TRY IT: Set down, please, without alteration, the lines of the entries below from the first through the one containing "TARGET: man in yellow t-shirt".

___ GIVEN RECORDS ___

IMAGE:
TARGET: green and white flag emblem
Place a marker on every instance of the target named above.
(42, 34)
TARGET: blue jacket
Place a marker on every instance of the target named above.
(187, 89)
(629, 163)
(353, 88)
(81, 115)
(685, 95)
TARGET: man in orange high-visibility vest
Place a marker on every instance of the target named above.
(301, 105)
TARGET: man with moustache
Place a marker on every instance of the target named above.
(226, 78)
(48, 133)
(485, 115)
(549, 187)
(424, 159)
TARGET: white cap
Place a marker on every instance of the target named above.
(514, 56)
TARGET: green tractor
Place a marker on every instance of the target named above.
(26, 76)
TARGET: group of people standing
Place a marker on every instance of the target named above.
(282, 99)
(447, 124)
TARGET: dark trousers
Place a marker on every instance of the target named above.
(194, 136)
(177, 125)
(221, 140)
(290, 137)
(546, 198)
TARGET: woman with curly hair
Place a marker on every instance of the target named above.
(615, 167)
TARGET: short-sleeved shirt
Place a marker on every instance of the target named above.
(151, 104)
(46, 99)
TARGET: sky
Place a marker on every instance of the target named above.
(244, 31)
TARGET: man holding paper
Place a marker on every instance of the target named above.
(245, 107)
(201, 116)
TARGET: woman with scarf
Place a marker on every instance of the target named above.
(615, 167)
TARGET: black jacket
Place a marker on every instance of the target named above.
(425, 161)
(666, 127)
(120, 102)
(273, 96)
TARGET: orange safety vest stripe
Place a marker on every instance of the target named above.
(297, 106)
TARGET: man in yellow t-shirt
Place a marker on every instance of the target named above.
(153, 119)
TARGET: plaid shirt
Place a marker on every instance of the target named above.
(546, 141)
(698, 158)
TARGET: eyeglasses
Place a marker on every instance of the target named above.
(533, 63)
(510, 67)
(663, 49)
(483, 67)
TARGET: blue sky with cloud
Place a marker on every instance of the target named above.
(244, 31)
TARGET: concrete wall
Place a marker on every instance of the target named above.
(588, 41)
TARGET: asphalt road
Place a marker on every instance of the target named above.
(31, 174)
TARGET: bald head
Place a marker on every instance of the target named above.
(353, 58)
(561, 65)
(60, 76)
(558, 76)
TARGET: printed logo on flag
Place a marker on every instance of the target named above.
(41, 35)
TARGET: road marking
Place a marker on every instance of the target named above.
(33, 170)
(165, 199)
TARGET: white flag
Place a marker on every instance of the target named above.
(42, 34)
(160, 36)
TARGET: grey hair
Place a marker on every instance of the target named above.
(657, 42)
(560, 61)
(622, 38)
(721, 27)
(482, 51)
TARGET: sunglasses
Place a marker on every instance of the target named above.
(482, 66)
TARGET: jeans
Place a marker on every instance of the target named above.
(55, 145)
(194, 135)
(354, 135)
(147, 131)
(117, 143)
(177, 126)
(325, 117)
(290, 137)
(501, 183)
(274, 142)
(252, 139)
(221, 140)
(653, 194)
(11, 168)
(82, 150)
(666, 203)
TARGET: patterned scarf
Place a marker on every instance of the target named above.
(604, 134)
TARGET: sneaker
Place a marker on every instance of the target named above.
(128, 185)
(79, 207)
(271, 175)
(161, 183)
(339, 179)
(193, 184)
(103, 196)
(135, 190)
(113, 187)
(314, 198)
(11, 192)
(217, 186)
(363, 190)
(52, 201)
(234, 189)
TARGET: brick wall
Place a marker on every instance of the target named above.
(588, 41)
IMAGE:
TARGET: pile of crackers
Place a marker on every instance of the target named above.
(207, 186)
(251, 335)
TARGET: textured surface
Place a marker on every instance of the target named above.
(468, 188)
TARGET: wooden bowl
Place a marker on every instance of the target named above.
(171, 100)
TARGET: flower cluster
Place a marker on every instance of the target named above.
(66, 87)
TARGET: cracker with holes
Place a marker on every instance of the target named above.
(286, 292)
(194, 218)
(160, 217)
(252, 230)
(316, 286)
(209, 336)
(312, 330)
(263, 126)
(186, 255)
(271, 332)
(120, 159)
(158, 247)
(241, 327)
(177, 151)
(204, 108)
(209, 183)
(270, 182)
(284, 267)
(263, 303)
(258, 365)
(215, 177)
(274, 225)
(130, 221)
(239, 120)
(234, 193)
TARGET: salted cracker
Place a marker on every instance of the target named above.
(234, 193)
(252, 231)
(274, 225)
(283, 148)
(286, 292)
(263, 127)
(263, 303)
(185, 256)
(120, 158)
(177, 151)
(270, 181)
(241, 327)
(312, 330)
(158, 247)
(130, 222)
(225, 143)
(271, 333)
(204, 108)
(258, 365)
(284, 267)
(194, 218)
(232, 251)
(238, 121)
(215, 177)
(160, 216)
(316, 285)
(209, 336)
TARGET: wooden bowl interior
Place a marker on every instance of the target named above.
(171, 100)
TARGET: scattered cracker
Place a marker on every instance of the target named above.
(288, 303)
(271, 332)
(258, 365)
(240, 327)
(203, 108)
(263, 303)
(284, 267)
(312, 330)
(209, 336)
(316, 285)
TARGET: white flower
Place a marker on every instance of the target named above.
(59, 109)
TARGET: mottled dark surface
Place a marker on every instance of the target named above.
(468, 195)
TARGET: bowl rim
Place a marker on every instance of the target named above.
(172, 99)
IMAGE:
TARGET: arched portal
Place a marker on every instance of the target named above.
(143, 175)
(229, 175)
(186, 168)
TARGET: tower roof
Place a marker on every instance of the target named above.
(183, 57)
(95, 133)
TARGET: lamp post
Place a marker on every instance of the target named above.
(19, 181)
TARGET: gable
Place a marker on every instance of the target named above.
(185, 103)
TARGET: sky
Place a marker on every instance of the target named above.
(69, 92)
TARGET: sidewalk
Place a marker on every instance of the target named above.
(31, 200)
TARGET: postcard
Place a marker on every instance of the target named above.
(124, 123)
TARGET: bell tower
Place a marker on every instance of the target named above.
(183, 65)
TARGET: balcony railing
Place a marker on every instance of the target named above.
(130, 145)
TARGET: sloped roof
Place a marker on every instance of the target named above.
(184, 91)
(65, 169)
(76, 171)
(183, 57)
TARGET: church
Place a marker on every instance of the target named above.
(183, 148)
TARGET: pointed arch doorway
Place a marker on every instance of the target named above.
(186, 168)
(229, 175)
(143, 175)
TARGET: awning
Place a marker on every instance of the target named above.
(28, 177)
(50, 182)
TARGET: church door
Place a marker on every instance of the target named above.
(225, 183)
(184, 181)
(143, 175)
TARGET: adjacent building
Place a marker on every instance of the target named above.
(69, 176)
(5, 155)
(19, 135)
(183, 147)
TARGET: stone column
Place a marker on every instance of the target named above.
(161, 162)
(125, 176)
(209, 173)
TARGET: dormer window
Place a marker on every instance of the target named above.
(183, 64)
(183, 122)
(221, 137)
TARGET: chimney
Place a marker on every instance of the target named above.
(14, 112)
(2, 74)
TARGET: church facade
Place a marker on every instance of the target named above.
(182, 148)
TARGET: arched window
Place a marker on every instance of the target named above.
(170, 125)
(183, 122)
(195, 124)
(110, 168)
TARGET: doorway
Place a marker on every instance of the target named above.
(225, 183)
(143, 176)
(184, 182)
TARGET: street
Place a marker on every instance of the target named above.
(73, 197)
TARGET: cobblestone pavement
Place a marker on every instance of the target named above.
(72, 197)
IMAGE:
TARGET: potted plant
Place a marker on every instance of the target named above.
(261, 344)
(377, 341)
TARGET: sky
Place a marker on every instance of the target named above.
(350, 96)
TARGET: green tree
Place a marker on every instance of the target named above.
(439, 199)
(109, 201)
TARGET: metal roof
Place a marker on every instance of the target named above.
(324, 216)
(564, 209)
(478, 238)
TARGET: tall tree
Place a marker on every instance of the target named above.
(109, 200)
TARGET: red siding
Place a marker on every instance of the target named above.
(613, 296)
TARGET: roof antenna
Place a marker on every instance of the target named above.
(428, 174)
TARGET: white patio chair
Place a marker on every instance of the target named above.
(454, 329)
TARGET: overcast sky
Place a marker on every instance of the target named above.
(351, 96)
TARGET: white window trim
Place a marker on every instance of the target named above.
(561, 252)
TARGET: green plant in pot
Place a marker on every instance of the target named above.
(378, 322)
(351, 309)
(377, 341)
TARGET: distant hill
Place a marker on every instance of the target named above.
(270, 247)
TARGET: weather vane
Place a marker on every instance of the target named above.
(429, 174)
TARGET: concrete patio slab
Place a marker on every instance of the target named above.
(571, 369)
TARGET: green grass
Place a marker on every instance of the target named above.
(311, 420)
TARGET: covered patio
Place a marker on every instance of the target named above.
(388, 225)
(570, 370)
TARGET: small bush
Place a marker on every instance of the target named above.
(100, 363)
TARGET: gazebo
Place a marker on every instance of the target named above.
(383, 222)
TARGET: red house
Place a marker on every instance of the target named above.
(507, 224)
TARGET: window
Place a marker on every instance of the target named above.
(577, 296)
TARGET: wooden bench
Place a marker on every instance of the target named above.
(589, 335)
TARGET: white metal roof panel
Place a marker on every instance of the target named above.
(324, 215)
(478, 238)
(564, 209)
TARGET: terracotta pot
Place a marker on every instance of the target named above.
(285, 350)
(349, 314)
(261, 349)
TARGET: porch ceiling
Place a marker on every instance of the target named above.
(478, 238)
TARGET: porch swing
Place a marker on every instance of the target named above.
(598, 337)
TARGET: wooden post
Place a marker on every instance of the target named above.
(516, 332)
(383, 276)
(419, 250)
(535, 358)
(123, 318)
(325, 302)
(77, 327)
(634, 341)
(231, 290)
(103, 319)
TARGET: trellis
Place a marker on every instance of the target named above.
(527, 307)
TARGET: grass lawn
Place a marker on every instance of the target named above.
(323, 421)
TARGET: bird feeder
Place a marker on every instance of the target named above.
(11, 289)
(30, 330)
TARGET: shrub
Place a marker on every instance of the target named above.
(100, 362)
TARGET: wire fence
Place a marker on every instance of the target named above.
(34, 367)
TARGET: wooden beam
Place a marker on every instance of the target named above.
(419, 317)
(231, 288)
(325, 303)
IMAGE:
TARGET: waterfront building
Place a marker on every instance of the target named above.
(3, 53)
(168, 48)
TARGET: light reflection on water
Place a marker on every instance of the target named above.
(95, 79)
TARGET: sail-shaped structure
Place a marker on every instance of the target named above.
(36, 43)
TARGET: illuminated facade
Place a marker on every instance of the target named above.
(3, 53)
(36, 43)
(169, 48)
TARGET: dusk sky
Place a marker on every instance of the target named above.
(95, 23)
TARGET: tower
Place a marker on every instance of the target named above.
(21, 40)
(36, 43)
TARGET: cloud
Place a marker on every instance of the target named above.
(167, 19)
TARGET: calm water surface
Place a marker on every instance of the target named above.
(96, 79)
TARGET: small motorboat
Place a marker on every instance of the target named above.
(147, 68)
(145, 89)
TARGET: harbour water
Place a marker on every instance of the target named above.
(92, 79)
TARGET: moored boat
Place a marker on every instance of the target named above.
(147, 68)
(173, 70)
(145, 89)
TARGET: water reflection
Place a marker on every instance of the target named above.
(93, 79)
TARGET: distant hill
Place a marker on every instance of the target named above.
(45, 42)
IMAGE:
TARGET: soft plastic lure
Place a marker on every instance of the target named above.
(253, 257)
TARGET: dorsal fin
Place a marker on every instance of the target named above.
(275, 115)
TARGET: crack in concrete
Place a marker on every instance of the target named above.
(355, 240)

___

OUTPUT FOR THIS TASK:
IMAGE:
TARGET: green and white flag emblem
Place a marker on every instance of the target named above.
(42, 34)
TARGET: blue jacket
Place a marker on every instance of the target named above.
(187, 89)
(629, 163)
(353, 88)
(81, 115)
(685, 95)
TARGET: man in orange high-visibility vest
Place a marker on every instance of the target named above.
(301, 105)
TARGET: man with moustache
Place a marker on every instance of the target named above.
(226, 78)
(48, 133)
(485, 115)
(549, 187)
(424, 159)
TARGET: white cap
Place a marker on every instance of the target named above.
(514, 56)
TARGET: green tractor
Place a marker on every instance of the target named above.
(26, 76)
TARGET: group of people standing
Place a marker on every instance of the target named above.
(282, 99)
(447, 124)
TARGET: dark trousers
Place a marker on every instance of the target named above.
(194, 136)
(177, 125)
(221, 140)
(290, 137)
(546, 198)
TARGET: woman with curly hair
Place a marker on every instance of the target named above.
(615, 167)
TARGET: short-sleeved shirt
Place a marker on every instance of the target named above.
(151, 104)
(46, 99)
TARGET: sky
Place a marker on every instance of the target named above.
(244, 31)
TARGET: man holding paper
Place a marker on every instance of the target named above.
(245, 107)
(201, 116)
TARGET: woman with scarf
Place a marker on every instance of the target named above.
(615, 167)
TARGET: black jacket
Place a marker on every instance of the target named above.
(425, 161)
(666, 127)
(120, 102)
(273, 96)
TARGET: orange safety vest stripe
Place a marker on every instance of the target named above.
(297, 106)
TARGET: man in yellow t-shirt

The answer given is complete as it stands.